Indica cada línea de los ítems que contenga la palabra "rubber". Distingue entre mayúsculas y minúsculas.

-------------------------

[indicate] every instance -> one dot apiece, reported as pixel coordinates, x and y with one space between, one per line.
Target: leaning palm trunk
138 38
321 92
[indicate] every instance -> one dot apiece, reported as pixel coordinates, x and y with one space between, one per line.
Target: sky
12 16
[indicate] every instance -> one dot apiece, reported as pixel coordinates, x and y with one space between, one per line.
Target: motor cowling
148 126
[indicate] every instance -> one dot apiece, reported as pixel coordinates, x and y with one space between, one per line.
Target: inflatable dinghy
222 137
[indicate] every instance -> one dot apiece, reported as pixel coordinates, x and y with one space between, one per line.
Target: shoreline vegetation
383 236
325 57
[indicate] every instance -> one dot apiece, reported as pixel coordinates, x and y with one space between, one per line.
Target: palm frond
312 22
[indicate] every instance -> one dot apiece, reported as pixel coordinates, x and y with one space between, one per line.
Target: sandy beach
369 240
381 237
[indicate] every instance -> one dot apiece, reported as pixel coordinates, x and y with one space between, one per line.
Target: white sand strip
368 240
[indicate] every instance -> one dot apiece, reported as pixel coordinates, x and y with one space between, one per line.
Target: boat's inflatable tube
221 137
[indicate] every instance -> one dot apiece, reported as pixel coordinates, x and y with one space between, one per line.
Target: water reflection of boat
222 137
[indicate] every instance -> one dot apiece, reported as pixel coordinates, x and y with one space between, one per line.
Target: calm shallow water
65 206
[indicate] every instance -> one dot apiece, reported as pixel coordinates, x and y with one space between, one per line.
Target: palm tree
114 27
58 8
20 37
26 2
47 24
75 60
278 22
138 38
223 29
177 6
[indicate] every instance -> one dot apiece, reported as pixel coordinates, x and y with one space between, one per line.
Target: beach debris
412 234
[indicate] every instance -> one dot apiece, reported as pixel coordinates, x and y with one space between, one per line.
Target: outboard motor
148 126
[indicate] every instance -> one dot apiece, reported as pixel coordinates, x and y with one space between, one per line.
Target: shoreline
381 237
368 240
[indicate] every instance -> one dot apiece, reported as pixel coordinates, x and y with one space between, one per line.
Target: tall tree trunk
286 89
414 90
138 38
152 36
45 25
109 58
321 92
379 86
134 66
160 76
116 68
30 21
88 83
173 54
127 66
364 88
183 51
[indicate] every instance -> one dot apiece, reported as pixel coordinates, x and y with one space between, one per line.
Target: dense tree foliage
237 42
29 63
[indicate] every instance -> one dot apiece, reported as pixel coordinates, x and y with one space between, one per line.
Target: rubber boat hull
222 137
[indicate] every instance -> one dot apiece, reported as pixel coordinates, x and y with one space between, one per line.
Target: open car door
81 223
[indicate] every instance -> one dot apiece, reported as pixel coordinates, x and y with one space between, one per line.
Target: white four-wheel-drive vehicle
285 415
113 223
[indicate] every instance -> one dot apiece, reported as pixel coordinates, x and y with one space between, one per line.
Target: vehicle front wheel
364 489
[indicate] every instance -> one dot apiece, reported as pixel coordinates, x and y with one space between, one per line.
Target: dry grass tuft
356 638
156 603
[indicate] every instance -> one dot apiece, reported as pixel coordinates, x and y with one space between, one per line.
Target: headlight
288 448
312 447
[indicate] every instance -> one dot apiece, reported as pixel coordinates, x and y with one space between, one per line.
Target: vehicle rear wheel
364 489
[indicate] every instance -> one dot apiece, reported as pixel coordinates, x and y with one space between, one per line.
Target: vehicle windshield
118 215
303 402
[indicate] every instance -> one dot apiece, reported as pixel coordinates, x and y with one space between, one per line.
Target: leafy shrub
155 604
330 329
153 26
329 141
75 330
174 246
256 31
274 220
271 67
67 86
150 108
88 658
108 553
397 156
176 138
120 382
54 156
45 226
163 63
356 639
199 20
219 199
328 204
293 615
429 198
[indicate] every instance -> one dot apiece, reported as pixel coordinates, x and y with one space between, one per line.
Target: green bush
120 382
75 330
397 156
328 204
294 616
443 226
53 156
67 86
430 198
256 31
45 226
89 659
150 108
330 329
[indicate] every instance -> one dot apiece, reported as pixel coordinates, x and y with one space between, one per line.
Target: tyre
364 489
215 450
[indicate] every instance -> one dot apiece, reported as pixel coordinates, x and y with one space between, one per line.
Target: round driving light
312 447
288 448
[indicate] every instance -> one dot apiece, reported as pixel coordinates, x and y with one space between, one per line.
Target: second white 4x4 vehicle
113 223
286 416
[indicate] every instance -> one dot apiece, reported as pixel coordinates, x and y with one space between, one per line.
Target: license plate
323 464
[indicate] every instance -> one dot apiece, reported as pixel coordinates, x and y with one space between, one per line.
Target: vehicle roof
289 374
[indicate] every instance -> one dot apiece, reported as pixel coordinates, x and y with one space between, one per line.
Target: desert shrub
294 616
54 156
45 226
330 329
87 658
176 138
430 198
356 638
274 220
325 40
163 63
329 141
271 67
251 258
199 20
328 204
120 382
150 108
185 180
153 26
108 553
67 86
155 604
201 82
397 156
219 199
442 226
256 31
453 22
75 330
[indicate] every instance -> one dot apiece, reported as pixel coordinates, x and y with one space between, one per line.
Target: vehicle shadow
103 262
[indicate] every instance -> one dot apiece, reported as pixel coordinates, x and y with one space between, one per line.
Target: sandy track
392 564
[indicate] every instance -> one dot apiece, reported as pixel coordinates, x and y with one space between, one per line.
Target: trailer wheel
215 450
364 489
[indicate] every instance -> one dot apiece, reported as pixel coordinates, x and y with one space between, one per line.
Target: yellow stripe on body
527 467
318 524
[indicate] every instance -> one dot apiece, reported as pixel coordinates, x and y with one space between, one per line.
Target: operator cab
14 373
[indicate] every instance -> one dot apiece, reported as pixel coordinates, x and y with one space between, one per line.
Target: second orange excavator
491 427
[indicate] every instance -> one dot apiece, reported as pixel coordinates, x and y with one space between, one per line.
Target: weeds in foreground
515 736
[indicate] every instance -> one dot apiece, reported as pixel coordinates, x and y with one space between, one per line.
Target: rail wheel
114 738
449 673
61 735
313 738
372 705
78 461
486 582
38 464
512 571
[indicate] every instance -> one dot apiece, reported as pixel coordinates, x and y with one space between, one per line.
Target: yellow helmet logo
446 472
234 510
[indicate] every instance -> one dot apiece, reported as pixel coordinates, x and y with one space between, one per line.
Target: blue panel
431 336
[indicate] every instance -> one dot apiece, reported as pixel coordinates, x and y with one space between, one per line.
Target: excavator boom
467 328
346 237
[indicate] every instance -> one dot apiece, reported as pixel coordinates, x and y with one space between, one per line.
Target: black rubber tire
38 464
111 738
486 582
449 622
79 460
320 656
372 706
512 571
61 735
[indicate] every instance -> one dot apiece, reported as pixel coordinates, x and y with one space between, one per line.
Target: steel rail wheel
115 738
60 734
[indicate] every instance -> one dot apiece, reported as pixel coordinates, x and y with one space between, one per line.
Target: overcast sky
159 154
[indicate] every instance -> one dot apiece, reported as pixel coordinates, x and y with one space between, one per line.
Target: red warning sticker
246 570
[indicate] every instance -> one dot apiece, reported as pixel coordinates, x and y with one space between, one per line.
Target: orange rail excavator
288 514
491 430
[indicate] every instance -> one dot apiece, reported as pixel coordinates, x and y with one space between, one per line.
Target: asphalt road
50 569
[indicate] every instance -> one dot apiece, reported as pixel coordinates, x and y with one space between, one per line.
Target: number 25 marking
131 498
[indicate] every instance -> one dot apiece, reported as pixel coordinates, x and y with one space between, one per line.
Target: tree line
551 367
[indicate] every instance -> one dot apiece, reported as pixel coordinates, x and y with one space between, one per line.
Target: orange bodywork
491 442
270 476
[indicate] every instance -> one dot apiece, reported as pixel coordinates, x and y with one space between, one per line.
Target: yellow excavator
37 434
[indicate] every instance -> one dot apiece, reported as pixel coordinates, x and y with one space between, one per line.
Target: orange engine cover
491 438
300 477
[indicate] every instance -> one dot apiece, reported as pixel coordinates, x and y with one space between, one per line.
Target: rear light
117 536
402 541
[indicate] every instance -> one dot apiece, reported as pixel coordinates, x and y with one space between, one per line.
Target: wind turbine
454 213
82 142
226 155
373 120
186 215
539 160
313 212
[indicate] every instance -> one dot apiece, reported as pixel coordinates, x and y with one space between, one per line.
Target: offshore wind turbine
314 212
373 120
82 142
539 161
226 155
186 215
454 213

-------------------------

SOLUCIÓN DEL PROBLEMA:
Target: rubber boat hull
Target: black rubber tire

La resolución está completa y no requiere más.